• WORK ORDER: Beneath this instruction is a listing; print exactly the lines in it starting at the line that contains "Scan for forehead." and going through the line that contains "Scan for eye.".

═══ DATA PROVIDED

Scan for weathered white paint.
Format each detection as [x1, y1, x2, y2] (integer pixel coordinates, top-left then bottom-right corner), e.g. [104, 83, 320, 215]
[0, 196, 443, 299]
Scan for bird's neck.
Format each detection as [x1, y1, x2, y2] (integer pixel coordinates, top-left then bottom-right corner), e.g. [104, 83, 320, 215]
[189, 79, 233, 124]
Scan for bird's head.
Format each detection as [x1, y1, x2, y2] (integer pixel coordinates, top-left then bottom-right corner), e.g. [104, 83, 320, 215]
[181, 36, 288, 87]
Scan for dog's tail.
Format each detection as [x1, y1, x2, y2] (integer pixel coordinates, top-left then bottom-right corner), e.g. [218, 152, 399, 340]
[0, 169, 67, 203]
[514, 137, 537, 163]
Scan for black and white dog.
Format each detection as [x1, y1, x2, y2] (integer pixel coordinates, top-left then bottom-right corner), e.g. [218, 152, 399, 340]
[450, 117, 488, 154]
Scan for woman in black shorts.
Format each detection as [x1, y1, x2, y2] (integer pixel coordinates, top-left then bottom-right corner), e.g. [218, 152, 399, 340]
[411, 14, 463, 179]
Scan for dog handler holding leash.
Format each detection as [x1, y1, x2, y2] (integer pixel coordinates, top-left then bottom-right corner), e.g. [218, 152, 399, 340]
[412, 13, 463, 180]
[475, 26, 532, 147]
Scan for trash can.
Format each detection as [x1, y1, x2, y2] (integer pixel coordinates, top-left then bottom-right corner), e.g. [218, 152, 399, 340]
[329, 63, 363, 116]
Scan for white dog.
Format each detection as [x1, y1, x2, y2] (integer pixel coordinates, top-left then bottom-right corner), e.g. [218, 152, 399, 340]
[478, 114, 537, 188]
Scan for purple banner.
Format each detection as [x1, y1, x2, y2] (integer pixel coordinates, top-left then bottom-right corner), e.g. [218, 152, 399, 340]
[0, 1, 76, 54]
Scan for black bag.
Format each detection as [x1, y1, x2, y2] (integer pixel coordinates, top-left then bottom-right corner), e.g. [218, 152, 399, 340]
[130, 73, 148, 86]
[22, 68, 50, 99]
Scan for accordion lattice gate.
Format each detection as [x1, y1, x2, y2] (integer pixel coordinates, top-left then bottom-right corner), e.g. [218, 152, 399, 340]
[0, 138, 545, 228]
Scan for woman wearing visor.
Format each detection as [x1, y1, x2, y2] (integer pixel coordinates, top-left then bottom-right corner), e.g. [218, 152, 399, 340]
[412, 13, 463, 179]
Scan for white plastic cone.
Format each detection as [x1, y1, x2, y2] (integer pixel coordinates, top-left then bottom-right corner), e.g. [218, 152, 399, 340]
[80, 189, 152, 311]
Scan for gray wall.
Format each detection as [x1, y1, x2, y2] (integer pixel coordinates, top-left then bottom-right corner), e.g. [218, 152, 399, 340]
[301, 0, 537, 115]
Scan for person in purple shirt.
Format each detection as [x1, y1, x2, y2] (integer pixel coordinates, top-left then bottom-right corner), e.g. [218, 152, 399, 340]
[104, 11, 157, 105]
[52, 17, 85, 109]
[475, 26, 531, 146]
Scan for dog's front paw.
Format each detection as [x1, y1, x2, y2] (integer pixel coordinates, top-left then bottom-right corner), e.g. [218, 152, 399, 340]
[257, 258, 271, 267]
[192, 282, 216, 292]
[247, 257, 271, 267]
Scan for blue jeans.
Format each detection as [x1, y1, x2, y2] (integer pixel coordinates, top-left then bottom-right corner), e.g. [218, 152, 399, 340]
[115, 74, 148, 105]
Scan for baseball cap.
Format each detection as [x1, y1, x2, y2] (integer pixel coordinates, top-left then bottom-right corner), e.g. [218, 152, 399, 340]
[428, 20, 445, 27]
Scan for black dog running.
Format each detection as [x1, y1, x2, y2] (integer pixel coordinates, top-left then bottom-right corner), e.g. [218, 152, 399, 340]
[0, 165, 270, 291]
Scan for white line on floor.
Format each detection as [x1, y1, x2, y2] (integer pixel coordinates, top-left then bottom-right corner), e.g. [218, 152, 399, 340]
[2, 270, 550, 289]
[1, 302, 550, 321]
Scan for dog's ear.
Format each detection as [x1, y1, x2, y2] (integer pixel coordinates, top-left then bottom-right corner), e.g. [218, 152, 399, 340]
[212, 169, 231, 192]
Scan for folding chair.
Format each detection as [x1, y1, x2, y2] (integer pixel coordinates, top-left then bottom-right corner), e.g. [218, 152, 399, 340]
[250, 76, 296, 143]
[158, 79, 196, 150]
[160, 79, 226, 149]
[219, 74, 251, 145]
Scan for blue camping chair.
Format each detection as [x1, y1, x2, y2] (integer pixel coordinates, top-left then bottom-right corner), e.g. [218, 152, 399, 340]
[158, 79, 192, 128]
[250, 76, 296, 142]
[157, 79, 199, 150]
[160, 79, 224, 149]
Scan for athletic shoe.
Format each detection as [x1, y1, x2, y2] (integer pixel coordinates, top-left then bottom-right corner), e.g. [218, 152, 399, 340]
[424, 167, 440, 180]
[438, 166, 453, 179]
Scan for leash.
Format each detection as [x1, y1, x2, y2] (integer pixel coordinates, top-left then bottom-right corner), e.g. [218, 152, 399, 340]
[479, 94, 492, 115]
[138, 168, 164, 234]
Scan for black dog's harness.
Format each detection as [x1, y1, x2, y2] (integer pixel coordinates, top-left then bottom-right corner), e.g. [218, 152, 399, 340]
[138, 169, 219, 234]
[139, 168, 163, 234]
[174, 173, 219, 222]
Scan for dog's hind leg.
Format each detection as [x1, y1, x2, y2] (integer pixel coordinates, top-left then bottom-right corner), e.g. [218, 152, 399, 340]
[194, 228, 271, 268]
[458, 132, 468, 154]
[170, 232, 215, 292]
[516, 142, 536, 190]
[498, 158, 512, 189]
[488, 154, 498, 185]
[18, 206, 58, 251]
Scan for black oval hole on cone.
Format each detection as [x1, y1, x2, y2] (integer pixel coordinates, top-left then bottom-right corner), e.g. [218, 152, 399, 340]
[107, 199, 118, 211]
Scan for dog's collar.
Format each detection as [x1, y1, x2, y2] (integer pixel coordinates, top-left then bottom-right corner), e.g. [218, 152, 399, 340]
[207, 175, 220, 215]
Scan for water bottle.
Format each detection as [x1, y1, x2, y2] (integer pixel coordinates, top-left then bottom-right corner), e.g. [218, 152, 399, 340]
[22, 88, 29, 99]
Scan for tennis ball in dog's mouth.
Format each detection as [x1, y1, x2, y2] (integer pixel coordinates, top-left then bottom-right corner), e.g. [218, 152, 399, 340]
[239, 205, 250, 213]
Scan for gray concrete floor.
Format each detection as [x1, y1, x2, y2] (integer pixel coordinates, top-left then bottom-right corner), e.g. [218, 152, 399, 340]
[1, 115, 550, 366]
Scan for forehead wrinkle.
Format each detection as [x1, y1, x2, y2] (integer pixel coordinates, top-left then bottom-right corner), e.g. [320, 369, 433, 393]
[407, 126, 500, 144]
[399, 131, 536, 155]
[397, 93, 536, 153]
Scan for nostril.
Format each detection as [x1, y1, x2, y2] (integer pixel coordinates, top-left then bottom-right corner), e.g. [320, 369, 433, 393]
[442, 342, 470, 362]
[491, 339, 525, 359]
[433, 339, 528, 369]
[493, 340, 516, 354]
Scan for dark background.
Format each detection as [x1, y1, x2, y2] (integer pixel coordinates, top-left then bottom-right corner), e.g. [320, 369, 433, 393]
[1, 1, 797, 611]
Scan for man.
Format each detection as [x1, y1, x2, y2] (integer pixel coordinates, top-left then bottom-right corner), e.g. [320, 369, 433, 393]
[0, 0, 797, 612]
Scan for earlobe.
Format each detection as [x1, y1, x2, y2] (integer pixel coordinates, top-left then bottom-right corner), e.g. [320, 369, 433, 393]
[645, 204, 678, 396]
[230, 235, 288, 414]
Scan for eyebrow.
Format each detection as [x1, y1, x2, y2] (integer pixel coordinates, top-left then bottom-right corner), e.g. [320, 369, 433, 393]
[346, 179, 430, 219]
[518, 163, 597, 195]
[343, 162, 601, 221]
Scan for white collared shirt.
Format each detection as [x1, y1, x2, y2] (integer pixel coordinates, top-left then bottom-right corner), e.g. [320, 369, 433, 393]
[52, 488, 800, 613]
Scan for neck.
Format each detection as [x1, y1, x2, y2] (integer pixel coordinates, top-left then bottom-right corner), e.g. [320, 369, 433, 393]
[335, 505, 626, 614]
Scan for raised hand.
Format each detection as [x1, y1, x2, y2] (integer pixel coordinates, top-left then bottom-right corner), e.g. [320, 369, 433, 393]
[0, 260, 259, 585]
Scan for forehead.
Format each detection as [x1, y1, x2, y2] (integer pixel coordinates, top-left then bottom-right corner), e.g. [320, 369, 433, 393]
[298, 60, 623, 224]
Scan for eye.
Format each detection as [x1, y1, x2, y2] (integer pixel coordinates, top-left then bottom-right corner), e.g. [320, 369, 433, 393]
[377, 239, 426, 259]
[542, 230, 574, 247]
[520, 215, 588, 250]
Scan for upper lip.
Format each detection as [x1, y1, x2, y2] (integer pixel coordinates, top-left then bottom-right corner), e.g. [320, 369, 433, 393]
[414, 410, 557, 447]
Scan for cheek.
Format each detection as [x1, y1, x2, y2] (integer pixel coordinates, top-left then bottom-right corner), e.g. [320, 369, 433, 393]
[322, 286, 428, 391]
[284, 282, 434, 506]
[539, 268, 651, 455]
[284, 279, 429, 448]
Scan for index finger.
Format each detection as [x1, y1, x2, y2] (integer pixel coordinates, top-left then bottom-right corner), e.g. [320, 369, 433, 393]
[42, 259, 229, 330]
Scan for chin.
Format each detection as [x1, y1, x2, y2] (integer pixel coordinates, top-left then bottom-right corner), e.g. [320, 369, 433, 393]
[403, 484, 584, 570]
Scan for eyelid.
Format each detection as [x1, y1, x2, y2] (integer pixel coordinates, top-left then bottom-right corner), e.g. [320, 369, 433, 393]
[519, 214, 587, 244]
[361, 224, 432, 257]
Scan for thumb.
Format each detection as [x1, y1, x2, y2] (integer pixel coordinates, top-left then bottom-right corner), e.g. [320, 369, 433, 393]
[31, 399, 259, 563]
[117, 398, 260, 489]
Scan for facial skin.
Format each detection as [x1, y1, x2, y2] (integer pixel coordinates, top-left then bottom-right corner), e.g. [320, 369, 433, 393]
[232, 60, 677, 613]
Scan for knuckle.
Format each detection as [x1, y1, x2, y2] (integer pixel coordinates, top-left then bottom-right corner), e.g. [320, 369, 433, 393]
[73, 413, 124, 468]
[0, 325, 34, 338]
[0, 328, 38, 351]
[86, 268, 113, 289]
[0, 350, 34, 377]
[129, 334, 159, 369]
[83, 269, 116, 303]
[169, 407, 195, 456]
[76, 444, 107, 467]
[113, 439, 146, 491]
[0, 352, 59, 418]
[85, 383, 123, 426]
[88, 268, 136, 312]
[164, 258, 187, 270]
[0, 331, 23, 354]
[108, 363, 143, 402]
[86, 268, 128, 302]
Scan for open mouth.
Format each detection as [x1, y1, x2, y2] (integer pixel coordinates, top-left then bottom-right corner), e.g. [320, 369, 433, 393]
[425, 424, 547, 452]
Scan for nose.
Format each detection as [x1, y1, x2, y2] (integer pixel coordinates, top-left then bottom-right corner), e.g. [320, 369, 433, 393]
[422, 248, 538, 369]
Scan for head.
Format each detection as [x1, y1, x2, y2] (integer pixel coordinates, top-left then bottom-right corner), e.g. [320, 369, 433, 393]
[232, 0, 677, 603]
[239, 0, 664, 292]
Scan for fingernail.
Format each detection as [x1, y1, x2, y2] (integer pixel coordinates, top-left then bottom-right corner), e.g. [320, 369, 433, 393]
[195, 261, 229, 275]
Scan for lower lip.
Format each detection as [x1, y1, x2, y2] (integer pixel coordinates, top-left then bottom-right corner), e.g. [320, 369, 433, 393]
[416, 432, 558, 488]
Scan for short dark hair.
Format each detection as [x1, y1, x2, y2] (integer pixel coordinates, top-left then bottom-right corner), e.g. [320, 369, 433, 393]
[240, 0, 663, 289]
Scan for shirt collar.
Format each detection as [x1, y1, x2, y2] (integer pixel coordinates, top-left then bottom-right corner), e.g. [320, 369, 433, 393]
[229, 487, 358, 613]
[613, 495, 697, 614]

══════

• RESPONSE TO THIS EXERCISE:
Scan for forehead.
Format each detection as [x1, y1, x2, y2] (integer pixel coordinates, top-left then bottom-right corner), e.g. [320, 369, 433, 393]
[298, 60, 623, 224]
Scan for eye.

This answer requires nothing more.